▶ **RECORDS SHOWN**
☆ ☆ ☆ ☆ ☆
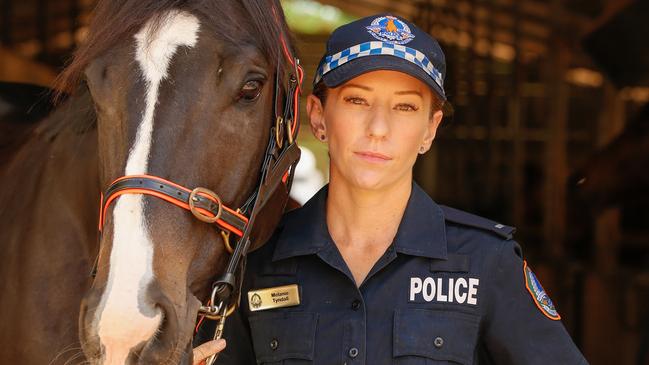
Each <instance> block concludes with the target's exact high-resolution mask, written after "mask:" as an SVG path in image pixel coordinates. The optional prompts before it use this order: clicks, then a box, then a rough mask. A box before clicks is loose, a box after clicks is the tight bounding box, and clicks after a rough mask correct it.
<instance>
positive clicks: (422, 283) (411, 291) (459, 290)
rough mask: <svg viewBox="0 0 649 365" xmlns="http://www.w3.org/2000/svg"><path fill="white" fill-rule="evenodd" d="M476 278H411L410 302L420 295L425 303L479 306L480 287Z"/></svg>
mask: <svg viewBox="0 0 649 365" xmlns="http://www.w3.org/2000/svg"><path fill="white" fill-rule="evenodd" d="M479 284H480V279H475V278H468V279H465V278H446V279H442V278H437V279H434V278H431V277H427V278H424V279H422V278H416V277H415V278H410V301H411V302H412V301H415V300H417V299H418V297H417V296H418V295H420V296H421V297H422V298H423V299H424V300H425V301H427V302H431V301H433V300H434V301H437V302H446V303H458V304H464V303H467V304H471V305H477V304H478V299H477V294H478V285H479Z"/></svg>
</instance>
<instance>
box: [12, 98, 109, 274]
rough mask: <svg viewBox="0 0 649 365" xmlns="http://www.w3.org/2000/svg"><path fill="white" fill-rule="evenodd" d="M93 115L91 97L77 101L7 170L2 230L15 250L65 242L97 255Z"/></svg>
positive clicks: (27, 143) (44, 124)
mask: <svg viewBox="0 0 649 365" xmlns="http://www.w3.org/2000/svg"><path fill="white" fill-rule="evenodd" d="M91 111H92V104H91V100H90V98H89V96H88V95H87V93H85V92H81V93H80V94H78V95H76V96H74V97H71V98H70V99H69V100H68V101H66V102H65V103H64V104H63V105H62V106H61V107H60V108H58V109H57V110H56V111H54V112H53V113H52V114H51V115H50V116H49V117H48V118H46V119H45V120H43V121H42V122H39V125H38V126H37V127H36V128H35V129H34V130H33V132H32V133H31V136H30V137H29V138H28V140H27V141H26V142H25V143H23V144H22V145H21V146H20V148H19V149H18V150H17V151H16V152H15V154H14V155H13V156H12V158H10V160H9V161H8V162H7V163H6V164H5V165H4V166H2V170H0V186H1V187H2V188H1V191H0V206H2V207H3V208H4V209H2V211H0V232H3V236H4V237H6V239H5V242H4V243H3V244H2V245H3V246H9V247H4V248H5V249H10V252H23V253H30V254H31V252H27V251H29V250H30V249H31V248H30V247H31V246H30V244H31V243H33V244H34V247H41V248H43V247H45V248H47V249H56V247H52V245H56V244H60V245H64V246H65V248H66V249H70V250H74V251H78V253H81V254H82V256H84V257H85V258H87V259H90V257H94V255H95V253H96V251H97V247H96V246H97V242H96V217H97V213H98V201H99V196H98V177H97V176H98V173H97V171H98V168H97V161H98V160H97V134H96V130H95V128H94V127H93V125H94V121H93V120H92V118H94V114H93V113H92V112H91ZM34 228H36V229H34ZM42 241H45V242H48V243H47V245H43V244H42V243H43V242H42ZM11 246H13V247H11ZM5 252H6V251H5ZM50 252H51V251H50ZM23 257H24V259H25V260H29V256H21V258H23ZM23 264H25V263H23Z"/></svg>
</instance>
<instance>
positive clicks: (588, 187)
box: [0, 0, 649, 365]
mask: <svg viewBox="0 0 649 365" xmlns="http://www.w3.org/2000/svg"><path fill="white" fill-rule="evenodd" d="M93 6H94V1H93V0H56V1H54V0H50V1H48V0H0V81H18V82H28V83H35V84H39V85H45V86H49V85H51V84H52V81H53V80H54V78H55V77H56V74H57V72H59V71H60V70H61V68H62V66H63V65H64V64H65V62H66V60H68V59H69V57H70V55H71V52H72V50H73V49H74V47H75V46H76V45H77V44H79V43H81V42H83V40H84V37H85V33H86V29H87V28H86V26H87V24H88V22H89V19H90V17H91V11H92V9H93ZM283 6H284V10H285V13H286V16H287V19H288V22H289V24H290V26H291V28H292V30H293V31H294V34H295V38H296V40H297V45H298V48H299V51H300V56H301V62H302V64H303V65H304V66H305V68H306V74H307V77H306V80H305V85H306V89H307V90H306V91H307V92H308V91H310V87H311V86H310V82H311V79H312V77H313V74H314V72H315V68H316V67H317V64H318V62H319V60H320V57H321V55H322V53H323V51H324V42H325V40H326V38H327V36H328V34H329V33H330V32H331V31H332V30H333V29H335V28H336V27H337V26H338V25H341V24H344V23H346V22H349V21H351V20H354V19H357V18H359V17H363V16H367V15H372V14H375V13H378V12H391V13H393V14H397V15H401V16H404V17H406V18H408V19H410V20H412V21H414V22H415V23H416V24H418V25H419V26H420V27H421V28H422V29H425V30H428V31H429V32H430V33H431V34H433V36H434V37H436V38H437V39H438V40H439V41H440V43H441V44H442V47H443V48H444V50H445V52H446V56H447V65H448V66H447V69H448V74H447V78H446V83H445V86H446V89H447V91H448V95H449V99H450V101H451V102H452V103H453V104H454V106H455V111H456V112H455V115H454V116H453V117H451V118H447V119H446V120H445V122H444V124H445V126H444V127H443V128H442V130H441V131H440V132H439V133H438V137H437V142H436V143H435V144H434V147H433V149H432V151H431V152H429V153H428V154H426V155H425V156H423V157H422V158H420V160H419V161H418V162H417V165H416V168H415V178H416V180H417V181H418V182H419V184H420V185H421V186H422V187H423V188H424V189H425V190H426V191H428V193H429V194H430V195H431V196H432V197H433V198H434V199H435V200H436V201H437V202H438V203H442V204H446V205H451V206H455V207H457V208H460V209H464V210H467V211H470V212H473V213H476V214H480V215H484V216H487V217H490V218H492V219H494V220H497V221H500V222H502V223H505V224H508V225H513V226H516V227H517V228H518V232H517V234H516V239H517V240H518V241H519V242H520V243H521V245H522V247H523V251H524V254H525V257H526V259H527V260H528V262H529V263H530V265H531V267H532V268H533V269H534V271H535V272H536V273H537V275H538V276H539V277H540V279H541V281H542V282H543V285H544V286H545V289H546V290H547V291H548V293H549V294H550V296H551V297H552V299H553V301H554V302H555V304H556V306H557V307H558V309H559V312H560V313H561V315H562V317H563V320H564V323H565V325H566V327H567V328H568V330H569V331H570V333H571V334H572V336H573V338H574V340H575V342H576V343H577V345H578V346H579V347H580V348H581V349H582V351H583V352H584V354H585V355H586V357H587V358H588V360H589V361H590V362H591V363H592V364H596V365H597V364H641V365H643V364H649V354H648V352H649V350H648V347H649V310H648V308H649V107H648V106H647V105H648V103H649V47H648V46H647V40H646V39H647V35H649V1H631V0H563V1H561V0H549V1H540V0H409V1H408V0H401V1H393V0H326V1H325V0H322V1H313V0H284V1H283ZM303 105H304V104H303ZM302 107H303V108H304V106H302ZM302 115H303V116H304V113H302ZM305 122H306V121H305V120H302V123H303V127H304V128H302V132H301V136H300V138H301V146H302V147H303V148H304V149H305V150H306V149H308V150H309V152H310V153H309V152H307V153H306V154H305V158H304V163H303V164H302V166H300V169H301V171H300V173H299V176H298V177H297V178H296V179H297V180H296V183H297V184H298V187H297V188H296V194H297V195H299V196H296V198H297V199H298V200H300V201H304V200H305V199H306V198H308V197H309V196H310V195H311V194H313V192H314V191H315V190H317V188H318V187H320V186H321V185H322V184H324V183H325V181H326V179H327V171H326V170H325V166H326V163H327V160H326V159H327V155H326V150H324V148H323V145H322V144H320V143H319V142H317V141H316V140H315V139H314V138H313V136H311V134H310V131H309V128H308V126H306V125H305V124H304V123H305ZM0 133H3V132H2V131H0ZM2 147H7V146H0V148H2Z"/></svg>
☆ ☆ ☆ ☆ ☆
▶ **TASK OBJECTIVE**
Starting at the top of the entries and going on through the line that contains "278H411L410 302L420 295L425", turn those lines into a Markdown table with a Row column for the row number and a Text column for the line itself. Skip blank lines and leave the picture out.

▶ **OUTPUT FOR THIS EXERCISE**
| Row | Text |
|---|---|
| 1 | Each <instance> block concludes with the target's exact high-resolution mask, written after "mask:" as an SVG path in image pixel coordinates. The optional prompts before it use this order: clicks, then a box, then a rough mask. A box before clicks is loose, a box after clicks is the tight bounding box, and clicks after a rough mask correct it. |
| 2 | <instance> |
| 3 | positive clicks: (422, 283) (411, 291) (459, 290) |
| 4 | rough mask: <svg viewBox="0 0 649 365" xmlns="http://www.w3.org/2000/svg"><path fill="white" fill-rule="evenodd" d="M476 278H411L410 302L420 295L425 303L479 306L480 287Z"/></svg> |